====== SELECTED TEXT ======

At the time, we were looking for the best of both worlds: Hadoop and log
processing give high throughput writes, but latencies are much too high to act
on user intent within a single session. We had a lot of applications in mind
that needed low latency access to event log data, but didn't have a suitable
storage engine to back them.

Existing LSM trees suffered from write stalls and excessive read
amplification. We were targeting hard disks back then, and didn't want to pay
for the extra seeks. We got random read access down to about one seek per
read, and figured out how to eliminate write stalls. Surprisingly, we still
ended up with good write throughput.

More importantly, from an application perspective, we provide efficient range
scans, which lets you reason about groups of data with matching or contiguous
keys. If you squint hard enough, this is all MapReduce really does, except it
precomputes all the answers up front, and we do it in real time. On the one
hand we have lower throughput, since we perform more random reads / sequential
writes, and also do more thread synchronization. On the other, we only perform
the computations for data that's actually being used for something, which
means we do a lot less work for the right applications.

====== STORED ROWS ======

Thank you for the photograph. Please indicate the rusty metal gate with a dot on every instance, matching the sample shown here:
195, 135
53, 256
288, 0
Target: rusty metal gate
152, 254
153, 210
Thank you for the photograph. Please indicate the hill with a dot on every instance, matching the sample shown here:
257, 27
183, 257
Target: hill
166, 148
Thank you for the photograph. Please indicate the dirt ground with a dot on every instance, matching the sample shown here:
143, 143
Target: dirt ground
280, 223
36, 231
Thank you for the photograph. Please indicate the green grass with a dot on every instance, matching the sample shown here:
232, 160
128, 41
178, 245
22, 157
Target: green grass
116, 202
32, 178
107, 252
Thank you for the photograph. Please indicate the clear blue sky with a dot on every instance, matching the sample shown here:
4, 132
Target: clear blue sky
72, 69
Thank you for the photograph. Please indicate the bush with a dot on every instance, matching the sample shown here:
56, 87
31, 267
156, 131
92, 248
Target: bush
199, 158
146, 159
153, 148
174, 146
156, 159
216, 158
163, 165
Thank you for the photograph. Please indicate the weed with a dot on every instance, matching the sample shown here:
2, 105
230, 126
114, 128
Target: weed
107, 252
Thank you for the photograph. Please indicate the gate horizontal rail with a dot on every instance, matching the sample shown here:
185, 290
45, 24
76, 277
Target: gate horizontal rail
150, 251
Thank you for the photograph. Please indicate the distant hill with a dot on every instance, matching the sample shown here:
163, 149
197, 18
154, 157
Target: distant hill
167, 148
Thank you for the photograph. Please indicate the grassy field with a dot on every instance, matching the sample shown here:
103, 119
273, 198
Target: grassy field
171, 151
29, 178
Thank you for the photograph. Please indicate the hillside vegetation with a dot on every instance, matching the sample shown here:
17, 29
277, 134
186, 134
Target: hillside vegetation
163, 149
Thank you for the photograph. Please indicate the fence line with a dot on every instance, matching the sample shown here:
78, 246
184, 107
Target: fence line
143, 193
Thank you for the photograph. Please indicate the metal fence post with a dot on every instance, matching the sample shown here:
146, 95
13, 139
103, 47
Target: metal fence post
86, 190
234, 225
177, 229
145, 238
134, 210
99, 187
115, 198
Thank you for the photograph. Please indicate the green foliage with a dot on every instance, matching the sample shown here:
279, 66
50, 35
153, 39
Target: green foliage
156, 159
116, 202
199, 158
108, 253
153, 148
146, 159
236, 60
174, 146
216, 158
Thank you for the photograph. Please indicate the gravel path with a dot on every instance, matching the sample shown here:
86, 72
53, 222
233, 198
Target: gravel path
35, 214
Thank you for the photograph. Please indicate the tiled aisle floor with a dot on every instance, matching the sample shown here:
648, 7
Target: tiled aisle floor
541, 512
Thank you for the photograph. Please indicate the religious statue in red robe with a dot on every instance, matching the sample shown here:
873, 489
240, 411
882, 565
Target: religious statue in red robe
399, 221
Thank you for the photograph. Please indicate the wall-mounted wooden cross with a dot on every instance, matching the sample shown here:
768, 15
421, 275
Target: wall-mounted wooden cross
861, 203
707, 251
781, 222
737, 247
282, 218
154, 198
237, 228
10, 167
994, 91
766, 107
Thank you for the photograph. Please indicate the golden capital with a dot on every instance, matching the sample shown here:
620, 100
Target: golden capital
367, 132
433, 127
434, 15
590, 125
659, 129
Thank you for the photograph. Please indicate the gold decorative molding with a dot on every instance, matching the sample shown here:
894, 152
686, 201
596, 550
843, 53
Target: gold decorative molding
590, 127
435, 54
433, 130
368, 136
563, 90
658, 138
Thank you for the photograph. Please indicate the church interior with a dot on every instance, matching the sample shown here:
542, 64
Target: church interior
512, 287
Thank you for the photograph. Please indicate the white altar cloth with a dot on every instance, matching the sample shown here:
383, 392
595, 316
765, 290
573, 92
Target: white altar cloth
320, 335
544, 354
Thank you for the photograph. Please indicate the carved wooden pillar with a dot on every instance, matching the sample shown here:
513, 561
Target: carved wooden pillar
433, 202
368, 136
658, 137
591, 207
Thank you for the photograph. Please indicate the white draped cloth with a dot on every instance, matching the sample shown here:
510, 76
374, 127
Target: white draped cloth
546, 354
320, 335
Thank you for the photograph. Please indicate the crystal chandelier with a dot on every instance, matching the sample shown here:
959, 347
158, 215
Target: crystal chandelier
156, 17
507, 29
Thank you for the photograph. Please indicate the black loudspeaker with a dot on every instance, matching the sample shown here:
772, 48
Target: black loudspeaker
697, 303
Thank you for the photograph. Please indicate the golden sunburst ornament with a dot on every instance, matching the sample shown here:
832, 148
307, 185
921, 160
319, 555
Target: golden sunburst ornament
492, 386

======

- **REQUIRED WORK**
1. According to the storage engine passage, what kind of drives was the team targeting at the time?
2. Write the next part of the storage engine passage, picking up after its final sentence.
The listing is unrelated to the storage engine passage and stands apart from it.

- **RESULTS OF THE TASKS**
1. Hard disks.

2.
Thanks!

------
cmrdporcupine
Why is sequential access still faster than random access on an SSD (author
claims this)? I understand why for mechanical magnetic media but I do not
understand why this is still a thing for SSD? I remember reading about LSM a
long time ago, and thinking that with the advent of cheap SSD that this kind
of optimization technique wouldn't be as relevant.

Is the advantage of sequential reading a product of the interface and protocol
used to speak to the SSD device? Or is it actually a product of the physical
media?

EDITED: (I had written sequential slower than random meant to write the
opposite)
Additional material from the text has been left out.